(Stored data entries)
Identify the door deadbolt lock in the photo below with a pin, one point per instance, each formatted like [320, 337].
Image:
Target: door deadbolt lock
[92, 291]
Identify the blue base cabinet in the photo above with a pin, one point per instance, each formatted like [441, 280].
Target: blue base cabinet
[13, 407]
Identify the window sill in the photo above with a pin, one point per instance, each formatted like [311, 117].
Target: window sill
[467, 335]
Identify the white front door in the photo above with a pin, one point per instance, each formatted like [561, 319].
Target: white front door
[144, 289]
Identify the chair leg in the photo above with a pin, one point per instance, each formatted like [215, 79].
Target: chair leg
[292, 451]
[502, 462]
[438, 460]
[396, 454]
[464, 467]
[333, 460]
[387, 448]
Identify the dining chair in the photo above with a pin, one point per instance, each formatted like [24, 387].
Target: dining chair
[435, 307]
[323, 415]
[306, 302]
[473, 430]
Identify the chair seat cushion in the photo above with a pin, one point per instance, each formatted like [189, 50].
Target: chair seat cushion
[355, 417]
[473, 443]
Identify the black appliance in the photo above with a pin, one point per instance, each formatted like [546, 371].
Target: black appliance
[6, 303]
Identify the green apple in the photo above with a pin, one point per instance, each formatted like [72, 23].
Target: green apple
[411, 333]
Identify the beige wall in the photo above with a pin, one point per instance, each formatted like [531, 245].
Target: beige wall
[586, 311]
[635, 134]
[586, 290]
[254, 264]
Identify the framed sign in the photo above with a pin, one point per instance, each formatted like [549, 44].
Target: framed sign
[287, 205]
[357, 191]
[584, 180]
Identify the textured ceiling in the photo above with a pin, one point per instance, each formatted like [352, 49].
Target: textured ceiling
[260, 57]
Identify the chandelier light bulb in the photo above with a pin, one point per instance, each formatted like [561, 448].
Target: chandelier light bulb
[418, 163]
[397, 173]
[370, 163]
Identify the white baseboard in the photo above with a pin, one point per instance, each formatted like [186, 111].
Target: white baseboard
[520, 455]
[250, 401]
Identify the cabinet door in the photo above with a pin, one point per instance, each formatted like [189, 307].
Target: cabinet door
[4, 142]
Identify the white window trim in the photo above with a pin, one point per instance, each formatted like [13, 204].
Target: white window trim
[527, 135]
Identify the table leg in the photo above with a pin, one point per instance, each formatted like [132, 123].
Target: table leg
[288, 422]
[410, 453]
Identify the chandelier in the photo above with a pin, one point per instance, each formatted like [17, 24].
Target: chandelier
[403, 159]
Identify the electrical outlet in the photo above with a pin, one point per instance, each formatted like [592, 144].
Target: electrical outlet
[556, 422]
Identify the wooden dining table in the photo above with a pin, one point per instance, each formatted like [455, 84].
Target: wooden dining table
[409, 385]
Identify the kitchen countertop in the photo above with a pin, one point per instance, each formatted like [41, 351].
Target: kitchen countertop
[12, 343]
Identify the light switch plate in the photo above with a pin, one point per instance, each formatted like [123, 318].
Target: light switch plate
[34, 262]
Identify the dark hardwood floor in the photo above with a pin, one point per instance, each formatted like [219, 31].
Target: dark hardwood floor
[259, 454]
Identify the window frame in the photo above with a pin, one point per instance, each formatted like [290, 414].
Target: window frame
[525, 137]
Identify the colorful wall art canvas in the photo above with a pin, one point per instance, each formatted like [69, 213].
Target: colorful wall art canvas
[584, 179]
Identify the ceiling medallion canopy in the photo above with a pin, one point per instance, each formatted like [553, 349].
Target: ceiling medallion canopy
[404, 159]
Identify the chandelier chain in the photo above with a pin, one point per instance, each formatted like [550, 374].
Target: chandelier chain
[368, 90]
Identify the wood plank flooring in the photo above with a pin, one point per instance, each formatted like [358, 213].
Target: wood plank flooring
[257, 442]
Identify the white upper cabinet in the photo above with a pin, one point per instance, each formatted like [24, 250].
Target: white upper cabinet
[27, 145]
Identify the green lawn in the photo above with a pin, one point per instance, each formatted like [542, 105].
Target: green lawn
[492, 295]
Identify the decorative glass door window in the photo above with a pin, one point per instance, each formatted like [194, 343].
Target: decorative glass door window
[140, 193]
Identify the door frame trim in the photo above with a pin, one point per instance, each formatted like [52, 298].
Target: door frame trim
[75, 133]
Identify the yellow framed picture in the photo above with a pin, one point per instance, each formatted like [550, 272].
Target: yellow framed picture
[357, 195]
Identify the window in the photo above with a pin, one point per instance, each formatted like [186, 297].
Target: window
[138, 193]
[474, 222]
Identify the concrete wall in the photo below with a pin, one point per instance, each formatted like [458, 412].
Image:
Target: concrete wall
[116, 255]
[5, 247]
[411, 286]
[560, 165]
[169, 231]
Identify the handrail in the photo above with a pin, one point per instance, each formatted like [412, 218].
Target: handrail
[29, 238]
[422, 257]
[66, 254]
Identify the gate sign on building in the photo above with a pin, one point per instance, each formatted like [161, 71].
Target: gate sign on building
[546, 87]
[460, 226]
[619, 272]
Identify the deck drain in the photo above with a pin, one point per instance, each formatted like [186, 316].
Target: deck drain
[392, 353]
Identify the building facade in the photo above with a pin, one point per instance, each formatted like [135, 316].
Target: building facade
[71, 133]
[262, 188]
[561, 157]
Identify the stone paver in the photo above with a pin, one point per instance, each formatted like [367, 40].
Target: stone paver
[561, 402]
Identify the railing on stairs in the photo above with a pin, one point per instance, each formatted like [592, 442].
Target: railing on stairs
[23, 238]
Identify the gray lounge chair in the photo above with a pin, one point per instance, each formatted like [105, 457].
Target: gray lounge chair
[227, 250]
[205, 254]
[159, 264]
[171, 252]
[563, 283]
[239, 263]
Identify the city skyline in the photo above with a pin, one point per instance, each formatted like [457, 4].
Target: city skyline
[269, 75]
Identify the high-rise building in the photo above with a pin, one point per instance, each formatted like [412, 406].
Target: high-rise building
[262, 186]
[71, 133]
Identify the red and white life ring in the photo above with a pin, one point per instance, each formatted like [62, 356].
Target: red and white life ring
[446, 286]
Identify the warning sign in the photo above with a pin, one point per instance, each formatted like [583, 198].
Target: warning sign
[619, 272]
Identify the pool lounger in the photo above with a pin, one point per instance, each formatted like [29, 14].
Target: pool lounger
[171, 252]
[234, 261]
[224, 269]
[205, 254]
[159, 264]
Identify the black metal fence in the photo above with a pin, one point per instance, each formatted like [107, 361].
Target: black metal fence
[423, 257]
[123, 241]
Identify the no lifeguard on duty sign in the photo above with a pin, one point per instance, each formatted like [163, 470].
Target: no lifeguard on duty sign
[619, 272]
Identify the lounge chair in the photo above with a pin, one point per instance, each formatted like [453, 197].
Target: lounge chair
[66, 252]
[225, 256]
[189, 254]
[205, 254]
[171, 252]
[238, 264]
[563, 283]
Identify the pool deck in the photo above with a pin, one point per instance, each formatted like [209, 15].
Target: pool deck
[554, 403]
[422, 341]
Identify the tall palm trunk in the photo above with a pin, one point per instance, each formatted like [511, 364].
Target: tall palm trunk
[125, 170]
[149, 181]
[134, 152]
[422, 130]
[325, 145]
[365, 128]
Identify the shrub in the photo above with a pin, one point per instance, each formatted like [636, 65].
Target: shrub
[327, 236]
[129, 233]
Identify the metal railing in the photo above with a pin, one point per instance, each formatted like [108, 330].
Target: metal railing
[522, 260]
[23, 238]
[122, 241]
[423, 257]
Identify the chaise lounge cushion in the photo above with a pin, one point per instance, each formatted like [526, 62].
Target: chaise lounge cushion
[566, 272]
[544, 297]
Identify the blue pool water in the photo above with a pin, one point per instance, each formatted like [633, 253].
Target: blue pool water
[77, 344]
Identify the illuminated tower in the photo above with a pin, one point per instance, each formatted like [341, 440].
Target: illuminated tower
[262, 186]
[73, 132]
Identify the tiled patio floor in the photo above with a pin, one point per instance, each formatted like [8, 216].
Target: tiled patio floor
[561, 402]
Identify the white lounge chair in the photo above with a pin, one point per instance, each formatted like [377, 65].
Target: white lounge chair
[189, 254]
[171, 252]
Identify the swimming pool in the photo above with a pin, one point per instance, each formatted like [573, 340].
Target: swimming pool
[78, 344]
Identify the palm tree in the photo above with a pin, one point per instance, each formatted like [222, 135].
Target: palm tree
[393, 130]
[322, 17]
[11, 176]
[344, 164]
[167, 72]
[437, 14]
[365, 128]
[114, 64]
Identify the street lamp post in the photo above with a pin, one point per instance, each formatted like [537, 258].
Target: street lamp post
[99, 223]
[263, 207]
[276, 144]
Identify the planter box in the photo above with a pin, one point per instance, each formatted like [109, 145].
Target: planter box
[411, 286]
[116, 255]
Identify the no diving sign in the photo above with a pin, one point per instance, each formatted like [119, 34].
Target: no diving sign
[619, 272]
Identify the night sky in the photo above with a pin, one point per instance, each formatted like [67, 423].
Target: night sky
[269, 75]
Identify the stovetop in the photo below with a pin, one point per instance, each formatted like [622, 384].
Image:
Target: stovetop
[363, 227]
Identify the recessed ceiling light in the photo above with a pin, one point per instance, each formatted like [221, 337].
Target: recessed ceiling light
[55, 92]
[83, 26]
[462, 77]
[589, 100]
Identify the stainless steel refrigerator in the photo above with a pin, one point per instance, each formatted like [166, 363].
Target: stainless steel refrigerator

(REQUIREMENT) Repeat exactly, and only, the lines from the line containing "Identify the street" through the last line of the records above, both included.

(THE RESULT)
Identify the street lamp post in the photo above with a pin, one point per instance, each formatted like [537, 258].
Target: street lamp post
[99, 223]
[263, 207]
[276, 144]
Identify the planter box in the photo above with a pin, one point per instance, each formatted like [109, 145].
Target: planter box
[411, 286]
[116, 255]
Identify the no diving sign in the photo above with a pin, one point per instance, each formatted like [119, 34].
Target: no diving sign
[619, 272]
Identify the night sky in the photo above with a pin, one point per instance, each formatted like [67, 423].
Target: night sky
[269, 75]
Identify the stovetop in the photo below with a pin, one point per instance, each formatted like [622, 384].
Image:
Target: stovetop
[363, 227]
Identify the recessed ceiling light in the photo above with a pin, one point per instance, each formatted like [221, 337].
Target: recessed ceiling light
[55, 92]
[83, 26]
[462, 77]
[589, 100]
Identify the stainless steel refrigerator in the photo above with a pin, one point per instance, each formatted like [166, 363].
Target: stainless steel refrigerator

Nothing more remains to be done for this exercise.